[Data pulled from a collection]
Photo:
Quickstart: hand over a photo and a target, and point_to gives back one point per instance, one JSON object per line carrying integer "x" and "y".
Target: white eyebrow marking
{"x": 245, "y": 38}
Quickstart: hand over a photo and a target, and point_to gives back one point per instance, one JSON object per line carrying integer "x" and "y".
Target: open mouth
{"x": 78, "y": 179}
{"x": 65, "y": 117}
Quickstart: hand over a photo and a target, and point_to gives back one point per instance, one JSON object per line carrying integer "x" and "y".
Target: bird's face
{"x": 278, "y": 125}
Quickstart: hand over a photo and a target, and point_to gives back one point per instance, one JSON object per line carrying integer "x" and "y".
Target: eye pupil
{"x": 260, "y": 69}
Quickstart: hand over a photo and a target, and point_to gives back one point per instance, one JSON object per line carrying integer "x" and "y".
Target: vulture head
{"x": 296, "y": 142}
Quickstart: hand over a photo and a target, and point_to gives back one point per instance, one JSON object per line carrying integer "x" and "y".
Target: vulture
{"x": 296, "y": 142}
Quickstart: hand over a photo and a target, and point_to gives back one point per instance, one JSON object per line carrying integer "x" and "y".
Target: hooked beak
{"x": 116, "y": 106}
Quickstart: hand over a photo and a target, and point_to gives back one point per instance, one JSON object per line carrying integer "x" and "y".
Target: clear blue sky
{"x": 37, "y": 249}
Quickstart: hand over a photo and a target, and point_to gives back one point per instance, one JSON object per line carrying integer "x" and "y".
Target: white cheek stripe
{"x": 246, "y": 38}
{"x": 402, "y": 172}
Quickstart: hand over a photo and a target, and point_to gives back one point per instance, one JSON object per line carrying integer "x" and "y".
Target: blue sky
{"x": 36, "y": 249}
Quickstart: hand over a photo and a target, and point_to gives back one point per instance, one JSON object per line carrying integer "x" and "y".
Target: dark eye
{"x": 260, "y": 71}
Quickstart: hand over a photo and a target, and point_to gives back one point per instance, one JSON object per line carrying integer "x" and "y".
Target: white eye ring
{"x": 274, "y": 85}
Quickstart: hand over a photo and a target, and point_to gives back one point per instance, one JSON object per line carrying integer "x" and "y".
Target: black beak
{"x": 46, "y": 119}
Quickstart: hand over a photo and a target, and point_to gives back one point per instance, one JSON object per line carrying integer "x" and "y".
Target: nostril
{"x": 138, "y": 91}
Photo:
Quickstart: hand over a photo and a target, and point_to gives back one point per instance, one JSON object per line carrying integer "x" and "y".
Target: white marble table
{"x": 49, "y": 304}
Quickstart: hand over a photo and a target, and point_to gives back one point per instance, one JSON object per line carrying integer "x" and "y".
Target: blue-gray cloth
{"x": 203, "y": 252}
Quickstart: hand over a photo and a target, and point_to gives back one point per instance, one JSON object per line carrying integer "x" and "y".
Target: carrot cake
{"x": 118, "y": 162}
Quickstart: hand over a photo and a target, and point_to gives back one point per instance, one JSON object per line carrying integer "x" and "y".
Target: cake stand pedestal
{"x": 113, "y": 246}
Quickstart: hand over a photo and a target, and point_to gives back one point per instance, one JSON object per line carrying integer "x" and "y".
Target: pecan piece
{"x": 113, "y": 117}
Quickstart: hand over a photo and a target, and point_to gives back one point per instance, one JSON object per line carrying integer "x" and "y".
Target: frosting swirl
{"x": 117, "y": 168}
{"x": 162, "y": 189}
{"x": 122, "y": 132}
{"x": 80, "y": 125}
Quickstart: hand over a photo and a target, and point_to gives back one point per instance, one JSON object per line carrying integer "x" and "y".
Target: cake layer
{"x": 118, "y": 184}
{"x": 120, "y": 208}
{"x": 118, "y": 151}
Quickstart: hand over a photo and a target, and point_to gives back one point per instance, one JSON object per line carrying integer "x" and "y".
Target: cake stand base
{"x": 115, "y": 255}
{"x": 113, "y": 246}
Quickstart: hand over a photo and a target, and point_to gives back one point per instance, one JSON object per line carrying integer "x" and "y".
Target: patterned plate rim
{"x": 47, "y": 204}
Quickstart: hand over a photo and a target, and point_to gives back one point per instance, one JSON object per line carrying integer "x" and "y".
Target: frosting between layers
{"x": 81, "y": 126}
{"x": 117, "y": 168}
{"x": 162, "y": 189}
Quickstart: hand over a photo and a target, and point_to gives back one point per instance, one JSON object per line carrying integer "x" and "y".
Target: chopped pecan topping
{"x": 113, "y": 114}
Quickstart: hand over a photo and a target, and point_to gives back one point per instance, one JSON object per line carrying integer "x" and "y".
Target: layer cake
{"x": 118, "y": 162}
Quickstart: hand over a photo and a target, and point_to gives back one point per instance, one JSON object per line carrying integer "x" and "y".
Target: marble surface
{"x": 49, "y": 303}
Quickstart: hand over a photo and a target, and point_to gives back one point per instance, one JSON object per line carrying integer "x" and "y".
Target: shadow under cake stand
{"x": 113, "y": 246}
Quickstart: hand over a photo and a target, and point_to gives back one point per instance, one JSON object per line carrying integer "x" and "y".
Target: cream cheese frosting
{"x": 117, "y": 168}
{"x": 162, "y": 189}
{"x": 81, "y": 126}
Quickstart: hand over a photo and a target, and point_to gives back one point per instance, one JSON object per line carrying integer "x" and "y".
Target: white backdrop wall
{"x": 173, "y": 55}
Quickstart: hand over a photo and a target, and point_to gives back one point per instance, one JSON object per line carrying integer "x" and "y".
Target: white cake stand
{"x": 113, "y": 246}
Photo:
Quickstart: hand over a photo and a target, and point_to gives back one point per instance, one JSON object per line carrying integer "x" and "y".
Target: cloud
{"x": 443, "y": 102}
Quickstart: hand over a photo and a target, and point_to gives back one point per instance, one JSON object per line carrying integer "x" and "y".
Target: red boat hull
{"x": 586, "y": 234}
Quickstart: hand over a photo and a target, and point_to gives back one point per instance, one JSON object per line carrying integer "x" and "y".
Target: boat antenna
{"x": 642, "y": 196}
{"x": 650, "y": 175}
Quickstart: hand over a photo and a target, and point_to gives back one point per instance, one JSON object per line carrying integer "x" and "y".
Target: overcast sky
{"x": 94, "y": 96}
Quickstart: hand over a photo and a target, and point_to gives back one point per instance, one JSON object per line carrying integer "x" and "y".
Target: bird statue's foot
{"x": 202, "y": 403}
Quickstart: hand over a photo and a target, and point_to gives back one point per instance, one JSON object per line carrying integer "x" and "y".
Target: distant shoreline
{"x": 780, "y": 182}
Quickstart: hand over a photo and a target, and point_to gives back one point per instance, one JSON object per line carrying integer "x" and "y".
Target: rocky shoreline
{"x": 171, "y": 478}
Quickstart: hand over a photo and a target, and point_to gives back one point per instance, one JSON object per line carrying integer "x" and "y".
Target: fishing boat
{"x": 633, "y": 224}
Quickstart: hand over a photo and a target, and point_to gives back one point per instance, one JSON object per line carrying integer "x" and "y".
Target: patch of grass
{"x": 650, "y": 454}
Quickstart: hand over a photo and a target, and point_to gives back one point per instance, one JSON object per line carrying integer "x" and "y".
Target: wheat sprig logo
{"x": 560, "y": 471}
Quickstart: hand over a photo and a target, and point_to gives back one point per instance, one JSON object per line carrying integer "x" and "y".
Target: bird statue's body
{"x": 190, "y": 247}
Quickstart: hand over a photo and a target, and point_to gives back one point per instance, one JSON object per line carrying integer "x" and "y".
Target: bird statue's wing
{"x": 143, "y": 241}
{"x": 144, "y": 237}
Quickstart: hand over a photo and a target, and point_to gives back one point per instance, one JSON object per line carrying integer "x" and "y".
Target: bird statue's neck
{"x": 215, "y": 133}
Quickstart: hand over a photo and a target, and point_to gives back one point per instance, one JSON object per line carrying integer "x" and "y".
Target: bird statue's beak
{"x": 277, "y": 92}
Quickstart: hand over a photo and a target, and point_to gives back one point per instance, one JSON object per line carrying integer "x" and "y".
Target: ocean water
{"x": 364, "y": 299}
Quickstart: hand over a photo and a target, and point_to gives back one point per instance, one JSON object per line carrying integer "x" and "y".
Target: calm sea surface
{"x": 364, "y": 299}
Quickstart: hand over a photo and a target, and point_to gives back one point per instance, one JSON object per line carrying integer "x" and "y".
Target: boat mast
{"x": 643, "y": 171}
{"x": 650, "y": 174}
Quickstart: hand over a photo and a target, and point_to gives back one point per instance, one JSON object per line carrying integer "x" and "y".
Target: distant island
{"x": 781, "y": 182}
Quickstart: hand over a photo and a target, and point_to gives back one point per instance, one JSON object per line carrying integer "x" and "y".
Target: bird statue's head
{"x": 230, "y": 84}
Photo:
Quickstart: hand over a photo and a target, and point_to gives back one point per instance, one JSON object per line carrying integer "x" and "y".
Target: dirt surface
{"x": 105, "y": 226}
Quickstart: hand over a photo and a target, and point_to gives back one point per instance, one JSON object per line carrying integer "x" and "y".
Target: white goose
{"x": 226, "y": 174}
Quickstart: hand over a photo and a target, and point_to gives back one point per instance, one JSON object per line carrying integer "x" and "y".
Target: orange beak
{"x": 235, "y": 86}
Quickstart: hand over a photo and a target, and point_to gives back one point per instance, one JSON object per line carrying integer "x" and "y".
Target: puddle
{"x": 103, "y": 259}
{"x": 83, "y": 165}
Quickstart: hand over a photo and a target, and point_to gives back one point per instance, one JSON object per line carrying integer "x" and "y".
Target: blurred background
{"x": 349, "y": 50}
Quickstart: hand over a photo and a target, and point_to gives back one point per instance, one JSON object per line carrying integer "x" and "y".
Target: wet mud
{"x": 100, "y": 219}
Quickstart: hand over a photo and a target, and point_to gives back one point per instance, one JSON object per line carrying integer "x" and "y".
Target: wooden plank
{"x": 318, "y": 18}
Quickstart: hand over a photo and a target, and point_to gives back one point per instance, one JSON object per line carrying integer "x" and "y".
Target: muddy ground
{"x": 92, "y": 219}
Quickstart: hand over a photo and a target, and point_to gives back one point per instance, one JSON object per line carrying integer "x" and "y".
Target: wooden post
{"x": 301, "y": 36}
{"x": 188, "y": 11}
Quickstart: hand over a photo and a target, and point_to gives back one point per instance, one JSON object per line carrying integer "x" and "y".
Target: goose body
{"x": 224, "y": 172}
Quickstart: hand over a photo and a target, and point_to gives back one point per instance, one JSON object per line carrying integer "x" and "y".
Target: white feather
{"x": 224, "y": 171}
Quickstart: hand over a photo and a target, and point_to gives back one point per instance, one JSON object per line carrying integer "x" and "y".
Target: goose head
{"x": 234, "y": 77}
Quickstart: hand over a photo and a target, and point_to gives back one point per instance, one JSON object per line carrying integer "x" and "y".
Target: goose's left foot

### WHAT YOU HAVE TO DO
Gather and copy out every line in the records above that contains the word "blue".

### TASK OUTPUT
Target: clear blue sky
Target: blue sky
Target: blue-gray cloth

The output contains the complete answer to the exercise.